- _Problem to work on_
Below is a block of records. Copy every line in it that contains the word "head".

(Stored items)
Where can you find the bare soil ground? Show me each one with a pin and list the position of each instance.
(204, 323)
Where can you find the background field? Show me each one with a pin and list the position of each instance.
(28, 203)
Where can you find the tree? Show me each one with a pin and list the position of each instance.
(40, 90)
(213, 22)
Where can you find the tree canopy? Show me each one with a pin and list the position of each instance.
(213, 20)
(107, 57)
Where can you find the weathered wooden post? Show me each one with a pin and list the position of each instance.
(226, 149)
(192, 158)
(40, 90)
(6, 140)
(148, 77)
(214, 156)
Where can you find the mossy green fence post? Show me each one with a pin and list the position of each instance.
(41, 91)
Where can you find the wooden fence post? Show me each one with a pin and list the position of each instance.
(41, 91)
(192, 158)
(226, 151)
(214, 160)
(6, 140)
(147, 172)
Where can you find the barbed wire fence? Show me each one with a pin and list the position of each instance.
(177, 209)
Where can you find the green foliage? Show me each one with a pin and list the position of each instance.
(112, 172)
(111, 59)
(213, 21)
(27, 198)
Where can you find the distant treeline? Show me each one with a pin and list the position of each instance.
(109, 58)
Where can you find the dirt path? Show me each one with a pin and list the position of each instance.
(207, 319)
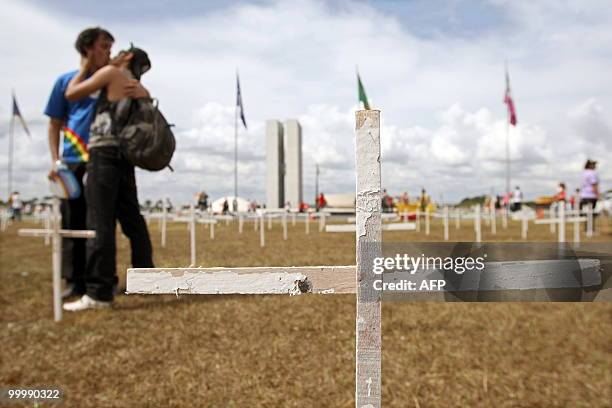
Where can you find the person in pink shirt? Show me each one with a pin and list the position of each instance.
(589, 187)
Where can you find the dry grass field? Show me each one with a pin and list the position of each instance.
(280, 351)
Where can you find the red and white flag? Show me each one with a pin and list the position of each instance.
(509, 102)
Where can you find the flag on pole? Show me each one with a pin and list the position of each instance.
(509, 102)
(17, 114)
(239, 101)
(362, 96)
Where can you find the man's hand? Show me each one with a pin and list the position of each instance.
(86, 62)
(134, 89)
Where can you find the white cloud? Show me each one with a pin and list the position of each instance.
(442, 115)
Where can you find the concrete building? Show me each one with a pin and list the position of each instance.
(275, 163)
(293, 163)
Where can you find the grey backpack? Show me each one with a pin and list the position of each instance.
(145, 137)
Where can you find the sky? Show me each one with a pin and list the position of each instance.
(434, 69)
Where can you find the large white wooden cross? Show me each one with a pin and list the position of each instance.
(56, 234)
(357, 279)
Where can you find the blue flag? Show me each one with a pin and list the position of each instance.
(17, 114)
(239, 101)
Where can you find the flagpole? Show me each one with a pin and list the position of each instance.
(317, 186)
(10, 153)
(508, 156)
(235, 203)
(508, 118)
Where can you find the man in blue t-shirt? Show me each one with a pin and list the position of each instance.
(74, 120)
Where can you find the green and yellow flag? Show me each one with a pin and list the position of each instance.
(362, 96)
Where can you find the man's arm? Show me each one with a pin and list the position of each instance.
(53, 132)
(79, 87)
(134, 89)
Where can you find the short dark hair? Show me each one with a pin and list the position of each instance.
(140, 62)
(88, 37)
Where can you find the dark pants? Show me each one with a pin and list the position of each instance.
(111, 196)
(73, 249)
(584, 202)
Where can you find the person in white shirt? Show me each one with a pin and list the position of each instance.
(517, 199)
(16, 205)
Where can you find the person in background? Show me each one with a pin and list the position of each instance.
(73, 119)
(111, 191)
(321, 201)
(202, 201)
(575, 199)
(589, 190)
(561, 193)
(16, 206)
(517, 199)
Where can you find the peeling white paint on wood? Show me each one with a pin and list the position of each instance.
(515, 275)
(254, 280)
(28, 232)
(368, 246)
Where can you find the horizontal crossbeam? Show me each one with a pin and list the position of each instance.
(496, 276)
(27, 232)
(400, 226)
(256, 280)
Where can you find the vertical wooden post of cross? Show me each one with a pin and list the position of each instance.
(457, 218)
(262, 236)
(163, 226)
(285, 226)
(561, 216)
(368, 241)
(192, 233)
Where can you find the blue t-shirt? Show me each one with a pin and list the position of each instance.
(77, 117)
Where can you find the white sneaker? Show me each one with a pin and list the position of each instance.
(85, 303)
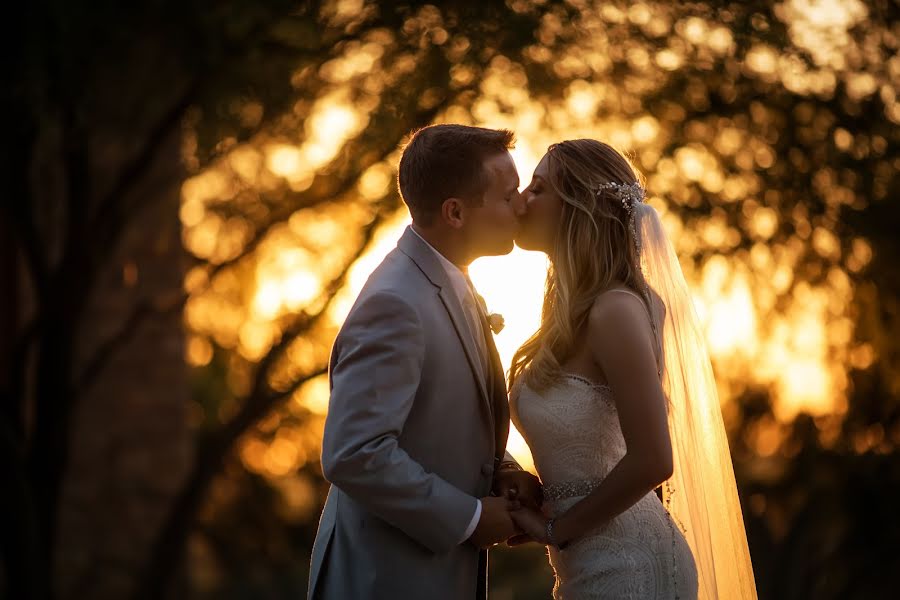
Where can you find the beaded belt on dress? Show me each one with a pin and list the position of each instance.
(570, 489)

---

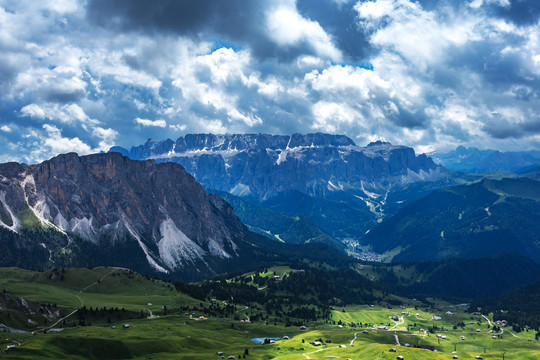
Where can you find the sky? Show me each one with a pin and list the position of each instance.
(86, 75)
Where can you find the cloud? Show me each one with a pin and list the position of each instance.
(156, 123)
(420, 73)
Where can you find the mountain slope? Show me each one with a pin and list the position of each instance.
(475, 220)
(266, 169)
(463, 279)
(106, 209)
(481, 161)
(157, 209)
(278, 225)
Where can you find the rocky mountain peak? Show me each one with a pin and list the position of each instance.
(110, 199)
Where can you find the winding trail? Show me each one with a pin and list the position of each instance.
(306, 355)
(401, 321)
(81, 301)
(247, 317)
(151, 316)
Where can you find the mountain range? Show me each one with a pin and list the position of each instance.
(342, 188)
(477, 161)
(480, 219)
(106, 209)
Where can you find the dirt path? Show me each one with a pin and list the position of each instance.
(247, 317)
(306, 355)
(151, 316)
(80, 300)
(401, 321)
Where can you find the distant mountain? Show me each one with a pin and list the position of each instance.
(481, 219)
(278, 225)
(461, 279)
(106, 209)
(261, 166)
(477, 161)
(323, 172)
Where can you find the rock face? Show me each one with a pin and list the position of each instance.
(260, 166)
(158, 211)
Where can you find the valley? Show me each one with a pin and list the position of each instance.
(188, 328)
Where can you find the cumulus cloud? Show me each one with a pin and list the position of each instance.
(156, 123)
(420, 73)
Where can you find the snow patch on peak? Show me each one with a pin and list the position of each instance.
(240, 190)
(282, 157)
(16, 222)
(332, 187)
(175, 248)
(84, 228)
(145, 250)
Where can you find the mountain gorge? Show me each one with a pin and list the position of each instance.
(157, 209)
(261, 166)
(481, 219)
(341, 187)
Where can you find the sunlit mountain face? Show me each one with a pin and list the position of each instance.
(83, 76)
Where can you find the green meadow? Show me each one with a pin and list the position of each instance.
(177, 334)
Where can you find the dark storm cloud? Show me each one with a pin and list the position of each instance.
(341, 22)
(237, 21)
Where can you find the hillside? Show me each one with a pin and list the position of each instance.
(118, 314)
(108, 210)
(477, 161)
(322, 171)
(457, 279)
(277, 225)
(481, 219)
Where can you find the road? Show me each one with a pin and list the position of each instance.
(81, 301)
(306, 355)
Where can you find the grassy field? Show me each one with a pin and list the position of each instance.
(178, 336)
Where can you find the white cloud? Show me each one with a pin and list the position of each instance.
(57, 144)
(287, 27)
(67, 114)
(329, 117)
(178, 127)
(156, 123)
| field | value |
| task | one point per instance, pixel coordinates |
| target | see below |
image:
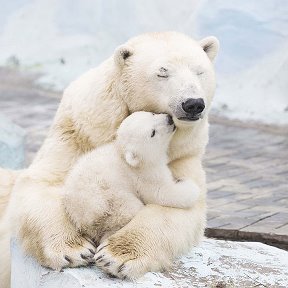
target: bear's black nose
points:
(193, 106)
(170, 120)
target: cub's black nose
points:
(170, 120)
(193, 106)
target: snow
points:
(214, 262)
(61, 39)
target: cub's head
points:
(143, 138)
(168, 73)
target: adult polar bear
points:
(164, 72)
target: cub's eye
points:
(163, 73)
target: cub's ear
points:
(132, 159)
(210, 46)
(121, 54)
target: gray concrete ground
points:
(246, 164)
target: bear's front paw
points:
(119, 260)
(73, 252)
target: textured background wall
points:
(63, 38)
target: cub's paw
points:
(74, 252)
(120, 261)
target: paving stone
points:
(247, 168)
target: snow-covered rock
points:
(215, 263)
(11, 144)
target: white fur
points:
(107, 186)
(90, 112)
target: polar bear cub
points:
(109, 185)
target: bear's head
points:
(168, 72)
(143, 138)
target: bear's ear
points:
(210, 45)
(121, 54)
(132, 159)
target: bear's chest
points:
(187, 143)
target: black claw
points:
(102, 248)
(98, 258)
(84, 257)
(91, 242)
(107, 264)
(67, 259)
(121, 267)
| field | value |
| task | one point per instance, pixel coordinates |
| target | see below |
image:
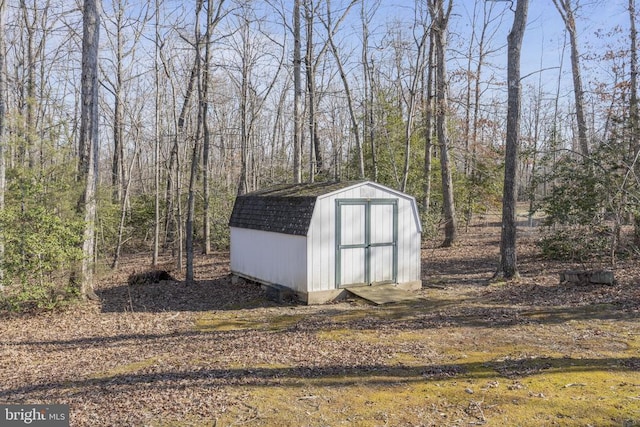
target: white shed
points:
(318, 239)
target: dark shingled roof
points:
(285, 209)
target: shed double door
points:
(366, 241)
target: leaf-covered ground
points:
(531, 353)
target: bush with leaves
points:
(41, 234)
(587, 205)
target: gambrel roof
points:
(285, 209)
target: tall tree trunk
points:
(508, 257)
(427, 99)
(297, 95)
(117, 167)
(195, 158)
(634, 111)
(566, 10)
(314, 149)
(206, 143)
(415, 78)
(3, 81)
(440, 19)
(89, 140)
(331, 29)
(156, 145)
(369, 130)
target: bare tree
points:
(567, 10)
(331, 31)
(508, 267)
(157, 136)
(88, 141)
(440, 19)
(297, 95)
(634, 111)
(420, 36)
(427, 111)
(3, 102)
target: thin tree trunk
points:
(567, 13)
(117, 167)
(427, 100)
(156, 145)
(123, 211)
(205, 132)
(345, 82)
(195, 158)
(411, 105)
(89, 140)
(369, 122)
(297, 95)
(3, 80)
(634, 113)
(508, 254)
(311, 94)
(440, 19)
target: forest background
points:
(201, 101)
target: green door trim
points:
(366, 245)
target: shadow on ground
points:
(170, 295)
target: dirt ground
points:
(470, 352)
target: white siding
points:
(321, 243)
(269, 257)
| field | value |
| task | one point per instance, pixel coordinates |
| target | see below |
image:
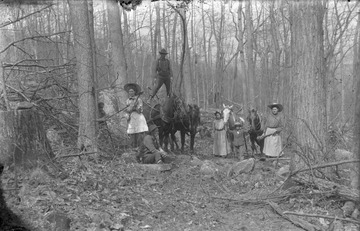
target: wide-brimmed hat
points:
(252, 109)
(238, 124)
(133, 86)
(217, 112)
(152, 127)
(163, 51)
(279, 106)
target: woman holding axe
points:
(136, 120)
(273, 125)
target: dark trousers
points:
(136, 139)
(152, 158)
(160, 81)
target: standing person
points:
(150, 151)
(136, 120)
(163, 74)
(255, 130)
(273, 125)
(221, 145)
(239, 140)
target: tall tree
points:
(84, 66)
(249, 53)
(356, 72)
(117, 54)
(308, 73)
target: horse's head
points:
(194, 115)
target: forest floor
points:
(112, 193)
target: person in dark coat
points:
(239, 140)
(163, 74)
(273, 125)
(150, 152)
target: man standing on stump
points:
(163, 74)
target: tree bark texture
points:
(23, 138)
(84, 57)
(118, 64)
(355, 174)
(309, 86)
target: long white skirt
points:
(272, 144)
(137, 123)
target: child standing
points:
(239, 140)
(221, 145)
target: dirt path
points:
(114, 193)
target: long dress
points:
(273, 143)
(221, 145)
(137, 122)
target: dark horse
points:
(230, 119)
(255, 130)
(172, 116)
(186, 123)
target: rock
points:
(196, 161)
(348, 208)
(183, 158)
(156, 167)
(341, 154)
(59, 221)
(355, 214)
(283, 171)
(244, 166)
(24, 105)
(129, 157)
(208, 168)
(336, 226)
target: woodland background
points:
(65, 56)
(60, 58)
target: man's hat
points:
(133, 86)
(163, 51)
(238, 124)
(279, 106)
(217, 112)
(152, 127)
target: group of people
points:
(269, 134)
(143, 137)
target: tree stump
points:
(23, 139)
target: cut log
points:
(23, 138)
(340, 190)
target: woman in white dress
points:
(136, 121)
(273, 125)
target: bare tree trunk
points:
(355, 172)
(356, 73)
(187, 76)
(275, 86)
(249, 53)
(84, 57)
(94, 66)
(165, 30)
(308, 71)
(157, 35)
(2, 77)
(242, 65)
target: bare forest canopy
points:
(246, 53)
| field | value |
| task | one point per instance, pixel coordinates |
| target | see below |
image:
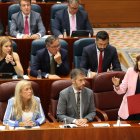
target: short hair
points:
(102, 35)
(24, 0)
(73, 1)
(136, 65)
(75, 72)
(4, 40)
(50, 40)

- _Your solution_
target: cub's head
target: bear's head
target: horse's head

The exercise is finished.